* [WORK TO BE COMPLETED]:
Look through the lines below and extract any with the word "reindeer".

Source records
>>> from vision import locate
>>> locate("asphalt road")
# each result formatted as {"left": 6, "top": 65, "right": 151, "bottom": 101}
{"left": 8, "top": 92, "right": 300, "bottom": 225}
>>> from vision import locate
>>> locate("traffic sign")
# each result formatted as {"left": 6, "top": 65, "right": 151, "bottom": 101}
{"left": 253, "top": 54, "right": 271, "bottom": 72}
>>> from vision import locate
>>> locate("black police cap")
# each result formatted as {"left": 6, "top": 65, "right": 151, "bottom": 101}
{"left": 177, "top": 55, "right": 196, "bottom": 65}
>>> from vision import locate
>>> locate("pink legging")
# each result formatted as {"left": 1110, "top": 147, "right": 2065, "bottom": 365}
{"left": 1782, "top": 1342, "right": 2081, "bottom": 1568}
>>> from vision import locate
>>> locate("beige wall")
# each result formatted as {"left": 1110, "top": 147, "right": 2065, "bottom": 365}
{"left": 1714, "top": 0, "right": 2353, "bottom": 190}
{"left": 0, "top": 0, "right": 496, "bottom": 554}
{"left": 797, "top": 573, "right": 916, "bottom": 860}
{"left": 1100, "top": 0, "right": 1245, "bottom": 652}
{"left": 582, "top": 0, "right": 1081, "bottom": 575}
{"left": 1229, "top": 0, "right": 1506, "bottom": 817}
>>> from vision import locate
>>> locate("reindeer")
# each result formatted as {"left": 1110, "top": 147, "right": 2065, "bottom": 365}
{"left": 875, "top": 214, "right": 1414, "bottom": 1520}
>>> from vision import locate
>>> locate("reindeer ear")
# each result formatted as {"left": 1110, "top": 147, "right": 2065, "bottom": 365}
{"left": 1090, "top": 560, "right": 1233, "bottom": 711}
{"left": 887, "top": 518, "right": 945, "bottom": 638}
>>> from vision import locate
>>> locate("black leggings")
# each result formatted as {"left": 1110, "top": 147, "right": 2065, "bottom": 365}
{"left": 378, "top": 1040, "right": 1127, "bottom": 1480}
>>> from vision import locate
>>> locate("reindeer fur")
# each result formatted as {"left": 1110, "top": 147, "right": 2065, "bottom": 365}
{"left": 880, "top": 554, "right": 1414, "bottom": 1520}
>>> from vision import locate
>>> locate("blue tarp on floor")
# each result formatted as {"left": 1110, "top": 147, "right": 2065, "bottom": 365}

* [WRITTEN REPLY]:
>>> locate("reindeer")
>>> locate("reindeer ear")
>>> locate("reindeer fur")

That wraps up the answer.